* **Exercise**: Switch "orange flower print" to "orange floral pattern" everywhere in the rows below, and give the rows again with everything else unchanged and the pictures left out.

Pointing and labeling entries:

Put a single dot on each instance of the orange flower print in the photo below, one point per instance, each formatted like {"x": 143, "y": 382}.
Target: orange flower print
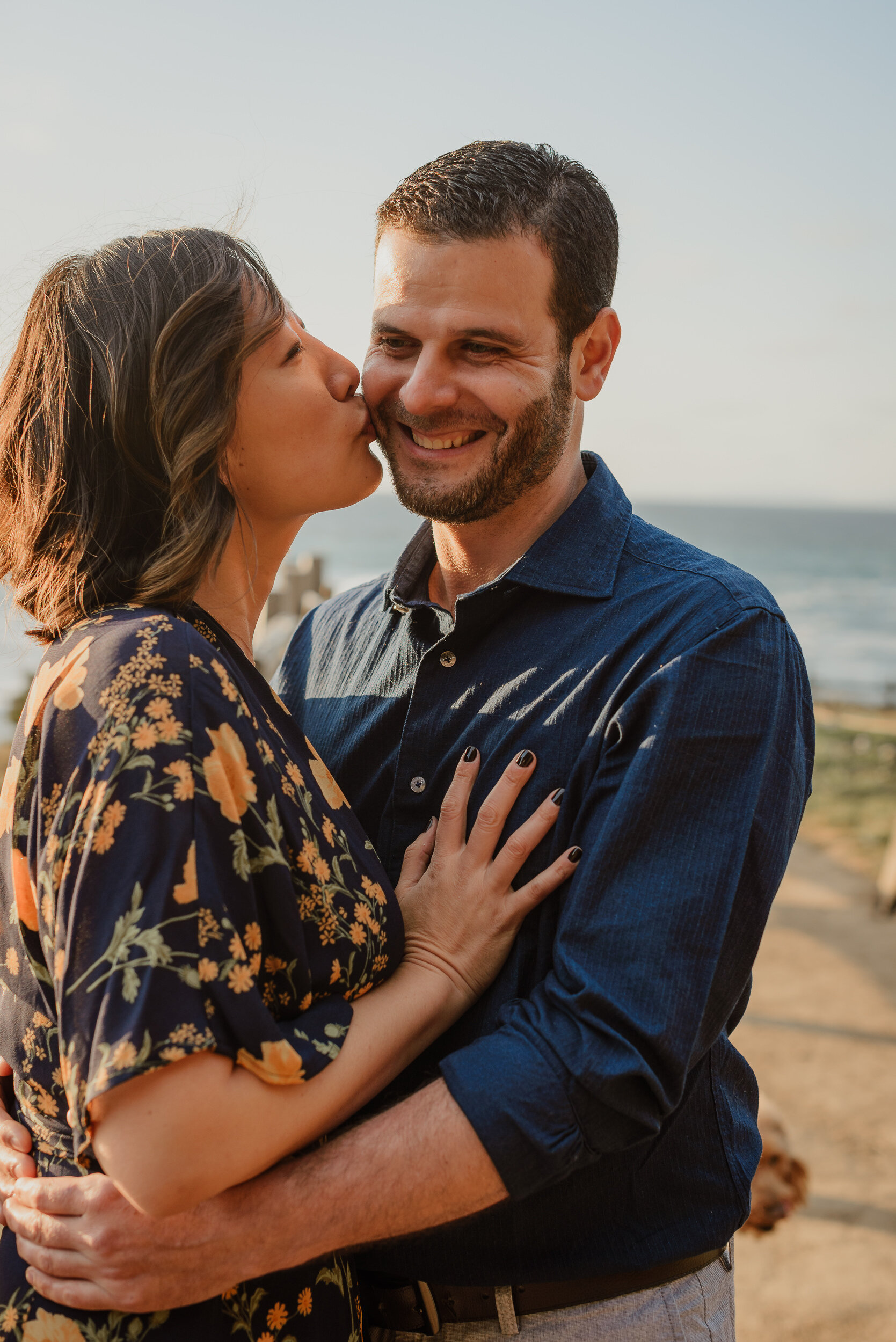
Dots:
{"x": 52, "y": 1328}
{"x": 227, "y": 774}
{"x": 47, "y": 677}
{"x": 9, "y": 795}
{"x": 112, "y": 818}
{"x": 278, "y": 1066}
{"x": 362, "y": 914}
{"x": 145, "y": 737}
{"x": 9, "y": 1318}
{"x": 26, "y": 890}
{"x": 187, "y": 890}
{"x": 373, "y": 889}
{"x": 239, "y": 979}
{"x": 327, "y": 928}
{"x": 227, "y": 685}
{"x": 276, "y": 1317}
{"x": 184, "y": 784}
{"x": 326, "y": 783}
{"x": 124, "y": 1055}
{"x": 308, "y": 857}
{"x": 69, "y": 693}
{"x": 168, "y": 729}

* **Written response**:
Put a single dot on each instance of the orange floral pattern in the photo below, one point per instance, each formatted like {"x": 143, "y": 382}.
Target: orange floral pattern
Dots:
{"x": 52, "y": 1328}
{"x": 227, "y": 774}
{"x": 47, "y": 677}
{"x": 9, "y": 795}
{"x": 112, "y": 818}
{"x": 278, "y": 1066}
{"x": 362, "y": 914}
{"x": 145, "y": 737}
{"x": 9, "y": 1318}
{"x": 26, "y": 890}
{"x": 187, "y": 890}
{"x": 373, "y": 889}
{"x": 239, "y": 979}
{"x": 327, "y": 928}
{"x": 227, "y": 685}
{"x": 276, "y": 1317}
{"x": 184, "y": 784}
{"x": 326, "y": 783}
{"x": 124, "y": 1055}
{"x": 308, "y": 857}
{"x": 69, "y": 693}
{"x": 168, "y": 729}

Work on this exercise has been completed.